> WHAT THIS TASK INVOLVES:
Transcribe the records from the line containing "positive clicks: (901, 519)" onward, up to and including the final line, exactly and without anything else.

> RECORDS FOR THIS TASK:
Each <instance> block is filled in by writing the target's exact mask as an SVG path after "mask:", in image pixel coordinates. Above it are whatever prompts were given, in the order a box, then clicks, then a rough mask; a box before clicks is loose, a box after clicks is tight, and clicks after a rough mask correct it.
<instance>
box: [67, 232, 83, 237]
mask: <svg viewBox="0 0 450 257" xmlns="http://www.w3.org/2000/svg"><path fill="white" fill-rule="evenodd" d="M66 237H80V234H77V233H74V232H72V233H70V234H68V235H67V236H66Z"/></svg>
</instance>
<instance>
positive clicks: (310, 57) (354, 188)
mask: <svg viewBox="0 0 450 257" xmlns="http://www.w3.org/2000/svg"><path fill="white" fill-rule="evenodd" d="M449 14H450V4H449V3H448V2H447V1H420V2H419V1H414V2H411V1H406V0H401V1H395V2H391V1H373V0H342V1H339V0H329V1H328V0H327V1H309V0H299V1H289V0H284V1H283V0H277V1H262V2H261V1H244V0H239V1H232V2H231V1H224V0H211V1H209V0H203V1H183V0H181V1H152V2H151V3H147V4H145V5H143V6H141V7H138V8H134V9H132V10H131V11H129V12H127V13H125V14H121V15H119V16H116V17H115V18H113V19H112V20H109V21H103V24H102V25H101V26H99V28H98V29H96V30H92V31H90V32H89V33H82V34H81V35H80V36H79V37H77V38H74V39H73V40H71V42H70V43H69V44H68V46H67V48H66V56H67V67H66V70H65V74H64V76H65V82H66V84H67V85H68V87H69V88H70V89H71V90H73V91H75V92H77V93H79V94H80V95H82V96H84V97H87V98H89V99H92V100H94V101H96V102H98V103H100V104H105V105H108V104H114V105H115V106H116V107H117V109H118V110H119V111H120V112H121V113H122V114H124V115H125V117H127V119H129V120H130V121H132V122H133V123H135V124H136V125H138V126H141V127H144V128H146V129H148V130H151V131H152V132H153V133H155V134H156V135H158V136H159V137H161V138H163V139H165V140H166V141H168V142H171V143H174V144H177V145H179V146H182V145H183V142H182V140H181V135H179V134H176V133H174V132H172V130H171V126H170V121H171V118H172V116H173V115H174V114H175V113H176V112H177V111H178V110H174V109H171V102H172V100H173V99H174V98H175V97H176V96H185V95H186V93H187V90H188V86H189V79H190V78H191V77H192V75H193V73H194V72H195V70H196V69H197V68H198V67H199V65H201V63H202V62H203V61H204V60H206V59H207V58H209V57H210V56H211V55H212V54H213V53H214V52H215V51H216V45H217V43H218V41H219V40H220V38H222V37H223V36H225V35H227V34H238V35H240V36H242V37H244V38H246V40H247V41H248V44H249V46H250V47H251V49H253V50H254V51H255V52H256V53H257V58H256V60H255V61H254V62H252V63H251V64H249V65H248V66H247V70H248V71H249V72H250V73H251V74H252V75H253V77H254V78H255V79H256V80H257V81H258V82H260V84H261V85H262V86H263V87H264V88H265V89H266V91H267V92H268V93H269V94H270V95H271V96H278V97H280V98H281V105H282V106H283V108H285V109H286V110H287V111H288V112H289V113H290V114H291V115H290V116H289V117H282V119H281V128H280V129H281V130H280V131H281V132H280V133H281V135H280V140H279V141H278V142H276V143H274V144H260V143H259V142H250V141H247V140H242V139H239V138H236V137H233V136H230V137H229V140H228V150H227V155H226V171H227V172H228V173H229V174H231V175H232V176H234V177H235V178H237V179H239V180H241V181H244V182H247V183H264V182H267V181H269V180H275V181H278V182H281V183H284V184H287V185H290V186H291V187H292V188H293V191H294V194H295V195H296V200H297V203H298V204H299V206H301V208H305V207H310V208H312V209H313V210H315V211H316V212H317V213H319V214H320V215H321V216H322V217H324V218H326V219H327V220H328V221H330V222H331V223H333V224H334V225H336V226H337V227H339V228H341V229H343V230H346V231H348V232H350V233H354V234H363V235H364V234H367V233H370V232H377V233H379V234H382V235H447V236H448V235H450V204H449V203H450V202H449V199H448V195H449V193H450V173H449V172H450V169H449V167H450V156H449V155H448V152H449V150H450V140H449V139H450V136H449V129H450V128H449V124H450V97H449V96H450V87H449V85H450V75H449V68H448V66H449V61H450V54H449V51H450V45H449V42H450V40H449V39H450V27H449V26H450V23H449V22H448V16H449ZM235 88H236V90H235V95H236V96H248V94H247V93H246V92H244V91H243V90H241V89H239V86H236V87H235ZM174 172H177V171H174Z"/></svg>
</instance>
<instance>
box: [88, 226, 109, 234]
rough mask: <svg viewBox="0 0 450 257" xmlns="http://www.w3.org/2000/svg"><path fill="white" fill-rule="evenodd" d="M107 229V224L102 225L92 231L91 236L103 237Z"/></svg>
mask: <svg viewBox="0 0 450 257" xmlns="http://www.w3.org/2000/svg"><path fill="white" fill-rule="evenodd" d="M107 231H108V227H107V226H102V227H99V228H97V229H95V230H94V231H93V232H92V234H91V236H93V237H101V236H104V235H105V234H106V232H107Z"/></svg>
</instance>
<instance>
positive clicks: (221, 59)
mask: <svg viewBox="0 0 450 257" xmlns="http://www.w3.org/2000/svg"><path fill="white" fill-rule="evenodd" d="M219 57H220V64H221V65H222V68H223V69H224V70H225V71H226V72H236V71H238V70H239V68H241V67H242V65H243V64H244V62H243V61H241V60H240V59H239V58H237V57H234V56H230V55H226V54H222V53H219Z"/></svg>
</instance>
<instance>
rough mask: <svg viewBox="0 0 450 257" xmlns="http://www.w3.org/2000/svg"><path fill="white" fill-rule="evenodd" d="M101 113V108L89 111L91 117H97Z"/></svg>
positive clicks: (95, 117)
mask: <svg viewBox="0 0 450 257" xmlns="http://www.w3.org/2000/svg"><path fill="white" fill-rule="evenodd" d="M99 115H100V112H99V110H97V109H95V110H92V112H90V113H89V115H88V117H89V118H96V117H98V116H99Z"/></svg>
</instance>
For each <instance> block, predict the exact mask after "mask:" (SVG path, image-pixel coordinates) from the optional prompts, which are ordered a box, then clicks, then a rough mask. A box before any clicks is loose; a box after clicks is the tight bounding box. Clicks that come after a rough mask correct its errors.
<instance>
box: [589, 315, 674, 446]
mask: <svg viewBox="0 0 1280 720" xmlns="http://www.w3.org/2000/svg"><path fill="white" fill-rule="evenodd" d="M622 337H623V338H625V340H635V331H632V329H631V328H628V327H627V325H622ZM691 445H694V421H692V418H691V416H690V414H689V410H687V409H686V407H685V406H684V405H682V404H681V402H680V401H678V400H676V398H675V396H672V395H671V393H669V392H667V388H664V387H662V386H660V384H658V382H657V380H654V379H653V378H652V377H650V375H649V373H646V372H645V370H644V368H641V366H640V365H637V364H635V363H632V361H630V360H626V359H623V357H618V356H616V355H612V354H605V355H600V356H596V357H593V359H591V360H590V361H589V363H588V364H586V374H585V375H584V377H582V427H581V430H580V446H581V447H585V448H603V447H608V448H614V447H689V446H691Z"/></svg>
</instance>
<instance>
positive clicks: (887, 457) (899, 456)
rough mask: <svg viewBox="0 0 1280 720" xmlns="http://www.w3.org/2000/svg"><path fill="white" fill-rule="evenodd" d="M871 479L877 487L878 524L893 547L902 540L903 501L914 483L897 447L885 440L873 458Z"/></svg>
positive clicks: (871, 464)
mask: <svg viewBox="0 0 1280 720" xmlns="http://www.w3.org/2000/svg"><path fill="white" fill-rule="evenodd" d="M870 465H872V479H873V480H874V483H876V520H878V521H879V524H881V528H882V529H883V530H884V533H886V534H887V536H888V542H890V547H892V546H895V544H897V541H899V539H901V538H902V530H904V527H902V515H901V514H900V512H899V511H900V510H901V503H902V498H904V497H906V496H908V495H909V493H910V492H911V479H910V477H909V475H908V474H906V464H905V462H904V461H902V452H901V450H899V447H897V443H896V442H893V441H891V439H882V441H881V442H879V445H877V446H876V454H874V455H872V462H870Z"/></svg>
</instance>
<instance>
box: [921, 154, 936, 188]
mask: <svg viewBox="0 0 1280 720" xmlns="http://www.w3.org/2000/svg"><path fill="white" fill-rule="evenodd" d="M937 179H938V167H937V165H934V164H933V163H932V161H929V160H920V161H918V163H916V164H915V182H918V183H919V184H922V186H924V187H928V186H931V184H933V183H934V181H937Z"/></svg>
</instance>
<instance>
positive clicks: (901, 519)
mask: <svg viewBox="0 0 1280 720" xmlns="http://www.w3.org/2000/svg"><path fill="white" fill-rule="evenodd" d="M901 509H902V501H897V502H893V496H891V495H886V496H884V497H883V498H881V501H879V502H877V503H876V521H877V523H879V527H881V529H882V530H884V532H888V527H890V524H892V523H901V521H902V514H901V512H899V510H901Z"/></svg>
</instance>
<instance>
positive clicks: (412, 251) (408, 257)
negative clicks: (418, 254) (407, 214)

> ANSWER TO THE PROBLEM:
positive clicks: (901, 519)
mask: <svg viewBox="0 0 1280 720" xmlns="http://www.w3.org/2000/svg"><path fill="white" fill-rule="evenodd" d="M901 509H902V501H897V502H893V496H891V495H886V496H884V497H883V498H881V501H879V502H877V503H876V521H877V523H879V527H881V529H882V530H884V532H888V527H890V524H892V523H901V521H902V514H901V512H899V510H901Z"/></svg>
</instance>
<instance>
positive clicks: (412, 251) (408, 257)
negative clicks: (418, 254) (407, 214)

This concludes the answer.